Work required – Give again exactly the lines that stretch from the one with "Expected: for every instance of the balcony glass" to the end of the data below, including both of those lines and nothing else.

(Image point grounding data)

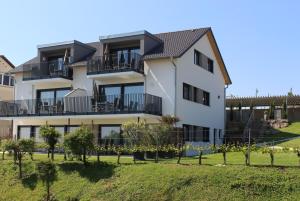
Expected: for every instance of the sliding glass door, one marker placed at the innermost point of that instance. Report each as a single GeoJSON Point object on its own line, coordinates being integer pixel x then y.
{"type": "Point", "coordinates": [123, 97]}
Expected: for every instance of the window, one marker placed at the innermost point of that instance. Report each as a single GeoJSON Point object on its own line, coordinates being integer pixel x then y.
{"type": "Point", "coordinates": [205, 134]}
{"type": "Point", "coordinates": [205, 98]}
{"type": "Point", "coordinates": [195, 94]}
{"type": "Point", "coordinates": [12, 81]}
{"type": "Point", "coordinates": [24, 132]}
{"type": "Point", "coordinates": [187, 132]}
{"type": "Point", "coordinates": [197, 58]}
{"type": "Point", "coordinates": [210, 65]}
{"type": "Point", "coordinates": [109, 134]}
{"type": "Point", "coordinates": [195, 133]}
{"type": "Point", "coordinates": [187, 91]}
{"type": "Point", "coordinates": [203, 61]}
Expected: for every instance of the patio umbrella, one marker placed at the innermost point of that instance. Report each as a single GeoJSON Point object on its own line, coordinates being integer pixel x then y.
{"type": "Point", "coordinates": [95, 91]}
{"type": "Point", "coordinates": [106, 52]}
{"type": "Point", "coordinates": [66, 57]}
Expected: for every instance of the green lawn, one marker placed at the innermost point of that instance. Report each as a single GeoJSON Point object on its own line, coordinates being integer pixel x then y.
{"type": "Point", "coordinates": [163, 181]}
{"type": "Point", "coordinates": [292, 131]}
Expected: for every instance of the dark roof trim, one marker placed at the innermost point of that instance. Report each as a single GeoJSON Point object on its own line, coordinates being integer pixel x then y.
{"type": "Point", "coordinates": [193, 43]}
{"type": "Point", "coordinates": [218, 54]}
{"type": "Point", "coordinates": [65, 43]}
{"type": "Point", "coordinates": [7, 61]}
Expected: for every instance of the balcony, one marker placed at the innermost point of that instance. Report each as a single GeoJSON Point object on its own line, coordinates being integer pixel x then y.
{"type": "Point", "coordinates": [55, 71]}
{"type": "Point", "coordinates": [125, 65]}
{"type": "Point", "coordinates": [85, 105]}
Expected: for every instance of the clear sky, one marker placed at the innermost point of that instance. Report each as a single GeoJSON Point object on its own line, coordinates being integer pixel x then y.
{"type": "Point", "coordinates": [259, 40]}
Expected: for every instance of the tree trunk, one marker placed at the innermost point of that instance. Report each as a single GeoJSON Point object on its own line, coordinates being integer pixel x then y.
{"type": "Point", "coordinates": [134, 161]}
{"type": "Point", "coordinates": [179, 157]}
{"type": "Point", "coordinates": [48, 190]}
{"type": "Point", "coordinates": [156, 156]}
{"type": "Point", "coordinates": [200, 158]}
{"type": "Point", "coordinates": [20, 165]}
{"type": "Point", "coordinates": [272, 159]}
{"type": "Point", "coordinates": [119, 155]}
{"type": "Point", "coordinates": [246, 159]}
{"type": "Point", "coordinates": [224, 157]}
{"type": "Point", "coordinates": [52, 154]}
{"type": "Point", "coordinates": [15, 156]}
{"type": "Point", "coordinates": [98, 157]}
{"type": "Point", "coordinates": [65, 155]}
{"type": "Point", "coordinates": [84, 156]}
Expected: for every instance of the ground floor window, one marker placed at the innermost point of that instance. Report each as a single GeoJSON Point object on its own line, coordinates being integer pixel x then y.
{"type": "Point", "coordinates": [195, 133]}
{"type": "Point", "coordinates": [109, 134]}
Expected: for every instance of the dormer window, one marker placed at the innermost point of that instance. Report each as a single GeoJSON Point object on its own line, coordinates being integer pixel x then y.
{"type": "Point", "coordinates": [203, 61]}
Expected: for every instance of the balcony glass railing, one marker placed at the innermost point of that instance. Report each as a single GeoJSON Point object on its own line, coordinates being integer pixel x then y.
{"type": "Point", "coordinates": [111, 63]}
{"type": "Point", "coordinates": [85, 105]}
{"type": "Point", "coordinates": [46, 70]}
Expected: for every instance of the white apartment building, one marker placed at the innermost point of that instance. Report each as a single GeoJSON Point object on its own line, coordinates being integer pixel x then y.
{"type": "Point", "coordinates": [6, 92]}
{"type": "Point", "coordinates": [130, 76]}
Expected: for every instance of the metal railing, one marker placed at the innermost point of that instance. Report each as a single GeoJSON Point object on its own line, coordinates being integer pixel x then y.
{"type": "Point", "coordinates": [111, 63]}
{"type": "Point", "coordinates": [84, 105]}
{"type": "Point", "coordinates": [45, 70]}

Exercise result –
Expected: for every instance of the balcony glass railing, one marker placed at the innermost point of that instance. Report each as a single GeoJSON Point object on its own line, coordinates being integer pixel x then y.
{"type": "Point", "coordinates": [111, 63]}
{"type": "Point", "coordinates": [85, 105]}
{"type": "Point", "coordinates": [46, 70]}
Expected: for every instance of the white apartment building, one marker placed at the innermost point of that instance. Report each as a single GeoJSON Point object on its own line, coordinates being integer pixel x then y.
{"type": "Point", "coordinates": [6, 92]}
{"type": "Point", "coordinates": [130, 76]}
Expected: for every instance of the metal railing, one marker placed at the innermost point of that instance. Report each as a single GeoJSON Point object on its own line, coordinates being integer pixel x then y.
{"type": "Point", "coordinates": [111, 63]}
{"type": "Point", "coordinates": [84, 105]}
{"type": "Point", "coordinates": [45, 70]}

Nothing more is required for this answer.